Exercise directions — Please identify every line in the rows below that contains the word "blade" and copy each of those lines in full.

-*-*-

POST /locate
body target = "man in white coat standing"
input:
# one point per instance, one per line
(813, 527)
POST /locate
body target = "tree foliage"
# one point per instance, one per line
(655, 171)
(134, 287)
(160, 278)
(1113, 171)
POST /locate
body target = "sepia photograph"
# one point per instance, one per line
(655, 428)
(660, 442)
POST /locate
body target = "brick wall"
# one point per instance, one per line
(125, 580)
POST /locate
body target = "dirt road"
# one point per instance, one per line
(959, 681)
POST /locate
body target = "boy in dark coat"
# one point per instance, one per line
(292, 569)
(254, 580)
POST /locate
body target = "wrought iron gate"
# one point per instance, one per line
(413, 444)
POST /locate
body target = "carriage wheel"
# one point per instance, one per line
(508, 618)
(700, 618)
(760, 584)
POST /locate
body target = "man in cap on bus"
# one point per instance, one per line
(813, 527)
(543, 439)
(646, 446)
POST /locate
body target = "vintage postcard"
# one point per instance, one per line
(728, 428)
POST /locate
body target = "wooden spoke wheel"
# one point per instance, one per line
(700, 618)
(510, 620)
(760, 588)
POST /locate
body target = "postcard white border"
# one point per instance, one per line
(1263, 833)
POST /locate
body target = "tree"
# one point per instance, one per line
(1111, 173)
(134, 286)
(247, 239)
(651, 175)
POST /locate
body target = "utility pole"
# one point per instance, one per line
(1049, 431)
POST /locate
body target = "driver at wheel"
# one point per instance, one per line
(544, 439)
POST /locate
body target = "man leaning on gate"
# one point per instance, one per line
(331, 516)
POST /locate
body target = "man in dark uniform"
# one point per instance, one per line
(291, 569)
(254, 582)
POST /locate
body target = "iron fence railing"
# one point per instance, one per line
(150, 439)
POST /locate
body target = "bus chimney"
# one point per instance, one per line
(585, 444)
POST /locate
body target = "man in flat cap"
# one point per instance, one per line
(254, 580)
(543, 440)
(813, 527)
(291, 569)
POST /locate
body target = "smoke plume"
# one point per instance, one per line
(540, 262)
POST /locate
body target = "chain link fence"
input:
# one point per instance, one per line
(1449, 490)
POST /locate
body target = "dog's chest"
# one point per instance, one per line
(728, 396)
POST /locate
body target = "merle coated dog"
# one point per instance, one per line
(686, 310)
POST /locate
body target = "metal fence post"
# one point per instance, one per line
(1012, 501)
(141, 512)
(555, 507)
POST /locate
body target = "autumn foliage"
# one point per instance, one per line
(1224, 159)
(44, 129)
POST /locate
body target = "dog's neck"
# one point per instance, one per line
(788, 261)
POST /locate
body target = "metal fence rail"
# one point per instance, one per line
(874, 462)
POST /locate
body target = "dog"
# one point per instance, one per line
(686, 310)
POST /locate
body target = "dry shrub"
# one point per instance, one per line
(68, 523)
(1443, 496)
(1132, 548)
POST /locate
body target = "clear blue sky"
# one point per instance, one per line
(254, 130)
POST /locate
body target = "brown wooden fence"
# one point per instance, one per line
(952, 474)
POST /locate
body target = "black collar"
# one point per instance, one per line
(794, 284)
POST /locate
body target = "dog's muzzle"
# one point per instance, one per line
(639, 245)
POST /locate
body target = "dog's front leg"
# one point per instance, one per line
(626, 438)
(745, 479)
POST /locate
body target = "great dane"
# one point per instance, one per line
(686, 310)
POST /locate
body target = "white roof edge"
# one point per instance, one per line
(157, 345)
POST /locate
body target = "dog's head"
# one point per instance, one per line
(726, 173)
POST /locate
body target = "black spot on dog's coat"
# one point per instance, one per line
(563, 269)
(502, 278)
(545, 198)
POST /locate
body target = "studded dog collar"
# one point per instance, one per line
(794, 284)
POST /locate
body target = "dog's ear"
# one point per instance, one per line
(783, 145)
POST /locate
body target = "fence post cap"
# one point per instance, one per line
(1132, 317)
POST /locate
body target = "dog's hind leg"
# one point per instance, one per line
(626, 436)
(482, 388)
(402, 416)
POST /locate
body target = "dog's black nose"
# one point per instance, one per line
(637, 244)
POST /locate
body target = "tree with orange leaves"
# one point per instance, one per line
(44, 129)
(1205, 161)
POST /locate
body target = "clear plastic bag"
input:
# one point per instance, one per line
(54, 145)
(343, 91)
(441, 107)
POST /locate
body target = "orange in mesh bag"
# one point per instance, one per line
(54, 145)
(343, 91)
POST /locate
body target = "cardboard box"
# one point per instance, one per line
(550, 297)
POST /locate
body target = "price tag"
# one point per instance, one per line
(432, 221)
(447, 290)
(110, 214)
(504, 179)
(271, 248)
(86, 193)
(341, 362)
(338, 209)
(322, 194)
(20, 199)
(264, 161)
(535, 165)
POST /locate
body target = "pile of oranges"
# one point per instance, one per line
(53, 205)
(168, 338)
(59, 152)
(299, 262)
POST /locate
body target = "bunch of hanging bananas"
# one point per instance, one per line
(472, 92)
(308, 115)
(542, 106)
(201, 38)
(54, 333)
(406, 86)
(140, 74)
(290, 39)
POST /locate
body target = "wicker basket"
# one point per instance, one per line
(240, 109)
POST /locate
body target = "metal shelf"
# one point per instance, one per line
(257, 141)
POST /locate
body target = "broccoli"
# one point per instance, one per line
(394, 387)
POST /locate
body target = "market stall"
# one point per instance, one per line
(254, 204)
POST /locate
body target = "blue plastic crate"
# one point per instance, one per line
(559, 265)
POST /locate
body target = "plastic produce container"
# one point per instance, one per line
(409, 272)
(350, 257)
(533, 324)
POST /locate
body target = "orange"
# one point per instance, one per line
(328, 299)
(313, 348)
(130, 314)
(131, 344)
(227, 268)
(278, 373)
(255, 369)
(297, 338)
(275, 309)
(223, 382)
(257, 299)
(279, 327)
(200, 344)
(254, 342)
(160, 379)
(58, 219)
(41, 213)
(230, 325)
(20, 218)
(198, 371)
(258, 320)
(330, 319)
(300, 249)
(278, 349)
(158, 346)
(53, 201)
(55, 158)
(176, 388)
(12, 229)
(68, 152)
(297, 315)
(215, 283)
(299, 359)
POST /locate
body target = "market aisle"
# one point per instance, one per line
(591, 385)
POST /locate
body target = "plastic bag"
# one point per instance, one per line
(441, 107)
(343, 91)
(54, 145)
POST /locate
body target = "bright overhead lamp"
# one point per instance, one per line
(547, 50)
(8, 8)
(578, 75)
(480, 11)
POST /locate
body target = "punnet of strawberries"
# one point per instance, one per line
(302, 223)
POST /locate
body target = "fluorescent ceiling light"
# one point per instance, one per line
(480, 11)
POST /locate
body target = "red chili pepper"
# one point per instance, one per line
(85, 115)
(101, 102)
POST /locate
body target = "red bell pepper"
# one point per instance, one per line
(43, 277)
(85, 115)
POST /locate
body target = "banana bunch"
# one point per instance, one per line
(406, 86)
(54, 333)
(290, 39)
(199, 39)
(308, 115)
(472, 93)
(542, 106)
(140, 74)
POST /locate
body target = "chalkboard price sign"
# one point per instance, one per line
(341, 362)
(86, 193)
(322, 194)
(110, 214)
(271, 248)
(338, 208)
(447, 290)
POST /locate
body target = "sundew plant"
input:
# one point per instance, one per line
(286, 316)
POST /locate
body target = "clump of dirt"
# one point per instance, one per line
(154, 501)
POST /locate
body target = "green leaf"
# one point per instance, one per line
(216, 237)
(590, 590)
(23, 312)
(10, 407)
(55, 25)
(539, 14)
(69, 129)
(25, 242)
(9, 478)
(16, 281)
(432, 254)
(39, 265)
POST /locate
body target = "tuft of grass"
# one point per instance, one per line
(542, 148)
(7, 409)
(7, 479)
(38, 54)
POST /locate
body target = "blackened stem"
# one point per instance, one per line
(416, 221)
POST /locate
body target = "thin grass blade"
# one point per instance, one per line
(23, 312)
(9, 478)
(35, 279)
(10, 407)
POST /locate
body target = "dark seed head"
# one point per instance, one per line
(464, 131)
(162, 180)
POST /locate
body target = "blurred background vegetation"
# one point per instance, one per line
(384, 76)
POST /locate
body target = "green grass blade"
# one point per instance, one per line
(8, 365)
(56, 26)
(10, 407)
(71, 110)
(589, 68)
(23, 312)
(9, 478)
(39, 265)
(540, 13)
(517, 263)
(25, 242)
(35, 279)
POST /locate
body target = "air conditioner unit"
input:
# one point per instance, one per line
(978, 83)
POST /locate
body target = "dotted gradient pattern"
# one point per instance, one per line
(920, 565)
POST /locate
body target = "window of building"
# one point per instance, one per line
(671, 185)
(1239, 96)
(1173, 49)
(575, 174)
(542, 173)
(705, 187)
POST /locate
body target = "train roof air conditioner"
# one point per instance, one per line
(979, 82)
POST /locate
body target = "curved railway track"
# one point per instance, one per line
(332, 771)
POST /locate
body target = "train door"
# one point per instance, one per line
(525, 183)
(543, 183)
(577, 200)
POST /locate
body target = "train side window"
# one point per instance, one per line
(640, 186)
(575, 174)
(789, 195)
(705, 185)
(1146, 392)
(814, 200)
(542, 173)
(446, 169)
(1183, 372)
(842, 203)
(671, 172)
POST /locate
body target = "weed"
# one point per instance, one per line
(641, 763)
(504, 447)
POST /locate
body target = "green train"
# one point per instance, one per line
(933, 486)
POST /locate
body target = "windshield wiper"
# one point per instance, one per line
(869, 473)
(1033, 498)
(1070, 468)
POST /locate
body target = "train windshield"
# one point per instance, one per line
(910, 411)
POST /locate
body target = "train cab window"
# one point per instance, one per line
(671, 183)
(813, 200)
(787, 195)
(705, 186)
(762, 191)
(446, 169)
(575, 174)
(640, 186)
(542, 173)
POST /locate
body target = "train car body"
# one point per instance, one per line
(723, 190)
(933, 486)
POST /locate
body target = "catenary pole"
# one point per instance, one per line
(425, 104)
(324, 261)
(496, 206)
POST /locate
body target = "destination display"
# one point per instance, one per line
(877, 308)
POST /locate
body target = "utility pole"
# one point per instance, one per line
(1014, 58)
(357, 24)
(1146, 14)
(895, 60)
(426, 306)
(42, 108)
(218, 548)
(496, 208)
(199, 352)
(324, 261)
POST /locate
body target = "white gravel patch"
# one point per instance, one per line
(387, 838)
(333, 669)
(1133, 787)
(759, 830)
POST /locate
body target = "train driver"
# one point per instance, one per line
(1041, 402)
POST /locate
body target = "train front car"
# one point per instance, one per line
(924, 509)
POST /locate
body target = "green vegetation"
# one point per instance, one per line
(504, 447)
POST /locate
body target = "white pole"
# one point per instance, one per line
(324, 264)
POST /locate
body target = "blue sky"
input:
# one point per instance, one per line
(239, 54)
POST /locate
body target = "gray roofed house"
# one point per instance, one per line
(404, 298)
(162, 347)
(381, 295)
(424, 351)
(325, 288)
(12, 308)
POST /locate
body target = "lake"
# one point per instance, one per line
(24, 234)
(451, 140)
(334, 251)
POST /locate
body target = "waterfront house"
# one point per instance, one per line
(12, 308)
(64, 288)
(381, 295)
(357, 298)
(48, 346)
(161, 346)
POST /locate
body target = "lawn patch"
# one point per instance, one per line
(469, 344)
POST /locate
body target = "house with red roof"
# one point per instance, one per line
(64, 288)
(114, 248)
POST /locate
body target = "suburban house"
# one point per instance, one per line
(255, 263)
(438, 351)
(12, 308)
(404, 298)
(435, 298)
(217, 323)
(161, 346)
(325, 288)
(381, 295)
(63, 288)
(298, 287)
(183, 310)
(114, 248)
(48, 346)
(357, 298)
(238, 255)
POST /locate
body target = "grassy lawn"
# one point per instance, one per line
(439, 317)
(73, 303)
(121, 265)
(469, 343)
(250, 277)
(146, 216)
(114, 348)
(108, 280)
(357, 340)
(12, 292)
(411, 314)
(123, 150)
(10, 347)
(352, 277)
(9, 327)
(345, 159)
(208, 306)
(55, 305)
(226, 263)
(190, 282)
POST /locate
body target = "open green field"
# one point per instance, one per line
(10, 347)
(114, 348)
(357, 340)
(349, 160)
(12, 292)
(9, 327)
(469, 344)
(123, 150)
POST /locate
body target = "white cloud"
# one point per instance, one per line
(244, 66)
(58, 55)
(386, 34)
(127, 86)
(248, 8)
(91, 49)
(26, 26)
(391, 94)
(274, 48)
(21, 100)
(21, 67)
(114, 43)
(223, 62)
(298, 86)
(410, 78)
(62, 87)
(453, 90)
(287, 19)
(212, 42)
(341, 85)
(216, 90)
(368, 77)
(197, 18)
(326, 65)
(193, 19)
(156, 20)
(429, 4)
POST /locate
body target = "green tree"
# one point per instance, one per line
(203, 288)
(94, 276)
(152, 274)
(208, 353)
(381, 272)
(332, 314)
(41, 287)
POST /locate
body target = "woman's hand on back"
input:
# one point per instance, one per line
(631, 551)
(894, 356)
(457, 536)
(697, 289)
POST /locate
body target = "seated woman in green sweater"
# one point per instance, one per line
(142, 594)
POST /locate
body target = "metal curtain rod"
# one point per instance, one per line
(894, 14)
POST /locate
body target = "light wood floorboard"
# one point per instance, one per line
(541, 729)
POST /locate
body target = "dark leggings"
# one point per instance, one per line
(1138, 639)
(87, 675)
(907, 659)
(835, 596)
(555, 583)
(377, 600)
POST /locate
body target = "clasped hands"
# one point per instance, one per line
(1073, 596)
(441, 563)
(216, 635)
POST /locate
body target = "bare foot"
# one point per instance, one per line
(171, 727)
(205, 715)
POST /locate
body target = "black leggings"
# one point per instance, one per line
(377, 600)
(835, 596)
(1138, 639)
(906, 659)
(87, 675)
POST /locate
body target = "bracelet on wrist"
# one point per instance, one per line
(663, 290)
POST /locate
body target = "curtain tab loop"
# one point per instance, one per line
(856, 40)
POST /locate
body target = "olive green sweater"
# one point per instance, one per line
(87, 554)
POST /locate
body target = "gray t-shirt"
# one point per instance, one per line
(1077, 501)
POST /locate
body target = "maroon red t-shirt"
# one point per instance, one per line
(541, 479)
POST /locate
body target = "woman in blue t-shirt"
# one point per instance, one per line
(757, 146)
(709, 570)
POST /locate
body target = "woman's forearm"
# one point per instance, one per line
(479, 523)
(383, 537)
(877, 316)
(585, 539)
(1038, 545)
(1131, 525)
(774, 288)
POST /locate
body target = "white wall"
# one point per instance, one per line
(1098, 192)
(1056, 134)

-*-*-

Written answer —
body target = "thin grass blade"
body target = "green grass blade"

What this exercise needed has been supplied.